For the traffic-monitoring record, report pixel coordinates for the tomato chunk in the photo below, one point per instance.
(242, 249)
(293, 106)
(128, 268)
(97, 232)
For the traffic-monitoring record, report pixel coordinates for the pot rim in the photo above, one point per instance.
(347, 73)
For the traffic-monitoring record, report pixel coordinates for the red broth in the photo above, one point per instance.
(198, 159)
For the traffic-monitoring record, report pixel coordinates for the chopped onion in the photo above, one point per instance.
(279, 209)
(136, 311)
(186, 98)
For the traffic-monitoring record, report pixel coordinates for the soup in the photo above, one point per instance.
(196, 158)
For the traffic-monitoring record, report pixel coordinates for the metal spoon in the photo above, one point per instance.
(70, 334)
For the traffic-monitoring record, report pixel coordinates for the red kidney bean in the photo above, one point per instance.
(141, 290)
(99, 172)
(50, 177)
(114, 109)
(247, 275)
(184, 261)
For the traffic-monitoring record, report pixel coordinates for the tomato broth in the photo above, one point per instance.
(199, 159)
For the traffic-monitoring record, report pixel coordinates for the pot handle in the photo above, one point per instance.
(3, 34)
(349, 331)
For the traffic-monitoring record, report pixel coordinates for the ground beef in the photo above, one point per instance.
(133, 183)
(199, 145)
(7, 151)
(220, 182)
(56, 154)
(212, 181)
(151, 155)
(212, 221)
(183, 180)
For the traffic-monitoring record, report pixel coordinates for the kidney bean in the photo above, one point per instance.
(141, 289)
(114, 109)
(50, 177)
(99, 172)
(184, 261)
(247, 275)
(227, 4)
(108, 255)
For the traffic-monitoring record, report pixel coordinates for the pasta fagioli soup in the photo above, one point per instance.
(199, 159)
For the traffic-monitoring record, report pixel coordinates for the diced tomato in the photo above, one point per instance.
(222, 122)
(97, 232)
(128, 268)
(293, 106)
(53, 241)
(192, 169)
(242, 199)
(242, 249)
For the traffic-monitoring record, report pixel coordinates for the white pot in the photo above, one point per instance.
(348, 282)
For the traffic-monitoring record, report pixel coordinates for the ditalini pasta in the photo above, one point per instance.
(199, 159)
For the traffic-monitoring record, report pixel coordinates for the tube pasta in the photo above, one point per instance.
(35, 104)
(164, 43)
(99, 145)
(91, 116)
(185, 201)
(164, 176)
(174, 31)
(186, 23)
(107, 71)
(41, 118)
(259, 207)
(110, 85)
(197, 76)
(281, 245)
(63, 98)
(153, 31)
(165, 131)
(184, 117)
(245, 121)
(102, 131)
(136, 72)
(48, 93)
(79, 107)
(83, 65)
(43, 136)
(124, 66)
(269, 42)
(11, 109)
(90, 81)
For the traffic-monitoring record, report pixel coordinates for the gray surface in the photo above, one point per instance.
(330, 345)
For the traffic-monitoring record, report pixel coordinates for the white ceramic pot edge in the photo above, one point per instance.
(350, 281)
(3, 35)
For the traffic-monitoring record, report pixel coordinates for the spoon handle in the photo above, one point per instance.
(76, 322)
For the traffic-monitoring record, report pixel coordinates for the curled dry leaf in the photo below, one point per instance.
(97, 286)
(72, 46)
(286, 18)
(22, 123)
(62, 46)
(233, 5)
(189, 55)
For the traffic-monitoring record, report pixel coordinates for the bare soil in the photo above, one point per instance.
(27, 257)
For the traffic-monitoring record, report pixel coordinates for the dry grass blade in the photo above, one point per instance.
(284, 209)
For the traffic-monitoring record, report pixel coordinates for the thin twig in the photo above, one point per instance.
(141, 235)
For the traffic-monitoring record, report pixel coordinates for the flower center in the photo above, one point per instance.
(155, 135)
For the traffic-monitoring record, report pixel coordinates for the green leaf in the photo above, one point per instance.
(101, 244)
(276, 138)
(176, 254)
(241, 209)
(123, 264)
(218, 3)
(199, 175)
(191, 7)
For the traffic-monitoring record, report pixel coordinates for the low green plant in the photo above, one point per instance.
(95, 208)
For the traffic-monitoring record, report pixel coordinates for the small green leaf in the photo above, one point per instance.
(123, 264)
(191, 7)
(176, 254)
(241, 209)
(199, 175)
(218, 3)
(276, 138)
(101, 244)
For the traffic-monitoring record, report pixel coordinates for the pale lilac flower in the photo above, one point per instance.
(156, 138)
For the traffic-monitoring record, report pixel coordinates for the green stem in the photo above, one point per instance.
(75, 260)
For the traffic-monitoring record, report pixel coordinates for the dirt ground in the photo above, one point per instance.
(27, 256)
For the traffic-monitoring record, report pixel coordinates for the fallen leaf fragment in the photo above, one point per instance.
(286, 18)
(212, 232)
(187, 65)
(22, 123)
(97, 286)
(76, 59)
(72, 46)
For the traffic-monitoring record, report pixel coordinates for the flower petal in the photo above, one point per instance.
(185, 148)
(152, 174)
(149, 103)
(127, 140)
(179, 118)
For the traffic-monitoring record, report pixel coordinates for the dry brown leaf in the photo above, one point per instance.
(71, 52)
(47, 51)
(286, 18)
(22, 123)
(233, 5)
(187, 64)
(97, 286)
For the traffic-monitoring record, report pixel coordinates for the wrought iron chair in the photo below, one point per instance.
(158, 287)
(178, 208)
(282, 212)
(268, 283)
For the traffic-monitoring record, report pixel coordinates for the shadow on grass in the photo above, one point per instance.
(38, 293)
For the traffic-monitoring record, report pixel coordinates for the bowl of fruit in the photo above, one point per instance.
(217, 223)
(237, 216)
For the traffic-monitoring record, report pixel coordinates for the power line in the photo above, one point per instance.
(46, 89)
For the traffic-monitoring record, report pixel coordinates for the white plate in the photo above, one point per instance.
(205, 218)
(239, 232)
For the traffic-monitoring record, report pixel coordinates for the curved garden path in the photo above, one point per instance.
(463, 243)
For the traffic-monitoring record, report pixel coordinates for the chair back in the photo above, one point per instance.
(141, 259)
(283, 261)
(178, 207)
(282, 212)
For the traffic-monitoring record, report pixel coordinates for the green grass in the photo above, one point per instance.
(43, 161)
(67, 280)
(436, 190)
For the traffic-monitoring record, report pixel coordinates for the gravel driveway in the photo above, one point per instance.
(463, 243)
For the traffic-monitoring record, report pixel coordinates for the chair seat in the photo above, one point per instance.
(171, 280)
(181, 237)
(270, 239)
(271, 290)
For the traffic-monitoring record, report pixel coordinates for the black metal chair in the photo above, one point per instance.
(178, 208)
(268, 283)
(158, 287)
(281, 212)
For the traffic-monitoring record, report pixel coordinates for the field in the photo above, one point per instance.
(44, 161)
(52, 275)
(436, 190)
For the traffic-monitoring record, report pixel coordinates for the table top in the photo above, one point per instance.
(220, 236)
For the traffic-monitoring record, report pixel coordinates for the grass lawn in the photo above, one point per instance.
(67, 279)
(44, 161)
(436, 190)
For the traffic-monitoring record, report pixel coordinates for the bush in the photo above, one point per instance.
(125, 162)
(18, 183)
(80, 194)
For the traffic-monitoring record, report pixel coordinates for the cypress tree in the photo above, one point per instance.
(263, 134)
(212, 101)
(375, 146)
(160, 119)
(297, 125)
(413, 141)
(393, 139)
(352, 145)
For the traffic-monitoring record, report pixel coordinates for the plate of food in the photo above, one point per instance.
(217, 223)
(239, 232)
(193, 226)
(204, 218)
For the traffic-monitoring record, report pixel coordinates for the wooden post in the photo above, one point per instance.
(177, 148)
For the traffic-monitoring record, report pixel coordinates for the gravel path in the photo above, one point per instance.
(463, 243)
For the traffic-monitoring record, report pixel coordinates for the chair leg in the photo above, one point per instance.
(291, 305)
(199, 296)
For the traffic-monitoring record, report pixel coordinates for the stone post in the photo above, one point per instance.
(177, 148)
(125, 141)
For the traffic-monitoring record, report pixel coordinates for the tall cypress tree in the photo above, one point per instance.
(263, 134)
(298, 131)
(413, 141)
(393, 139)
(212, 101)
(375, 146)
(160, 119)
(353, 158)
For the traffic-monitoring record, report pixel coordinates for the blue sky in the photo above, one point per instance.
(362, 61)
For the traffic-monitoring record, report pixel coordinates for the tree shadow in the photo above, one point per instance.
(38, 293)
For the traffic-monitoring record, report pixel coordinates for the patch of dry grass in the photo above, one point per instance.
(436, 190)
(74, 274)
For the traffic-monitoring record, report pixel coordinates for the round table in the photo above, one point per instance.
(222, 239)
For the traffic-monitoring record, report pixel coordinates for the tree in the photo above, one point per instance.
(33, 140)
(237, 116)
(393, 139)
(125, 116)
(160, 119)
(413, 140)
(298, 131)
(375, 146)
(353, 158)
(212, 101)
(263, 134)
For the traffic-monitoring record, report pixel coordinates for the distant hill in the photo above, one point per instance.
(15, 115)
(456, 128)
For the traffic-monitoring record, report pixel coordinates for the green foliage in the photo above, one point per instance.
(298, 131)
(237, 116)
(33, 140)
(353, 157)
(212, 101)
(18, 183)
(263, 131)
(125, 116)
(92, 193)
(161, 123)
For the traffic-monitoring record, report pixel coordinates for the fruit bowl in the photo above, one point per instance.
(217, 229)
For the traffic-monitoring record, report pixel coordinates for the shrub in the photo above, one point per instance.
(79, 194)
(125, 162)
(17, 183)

- - - - - - -

TASK STATEMENT:
In the listing above, find the line containing "the green foliage" and please quote exactly that line through the last one, and no other lines.

SOLVED PROBLEM:
For the traffic-monitoring record, report pixel coordinates for the green foliage in the photo above, one point per instance.
(298, 131)
(237, 116)
(33, 140)
(353, 157)
(212, 101)
(18, 183)
(263, 131)
(125, 116)
(92, 193)
(161, 123)
For the traffic-monitoring record, report pixel coordinates for the fruit bowl in the photo above, one point per instance.
(217, 229)
For the traffic-monitoring record, report pixel coordinates for the shrub in the photo above, one point per instance.
(79, 194)
(125, 162)
(17, 183)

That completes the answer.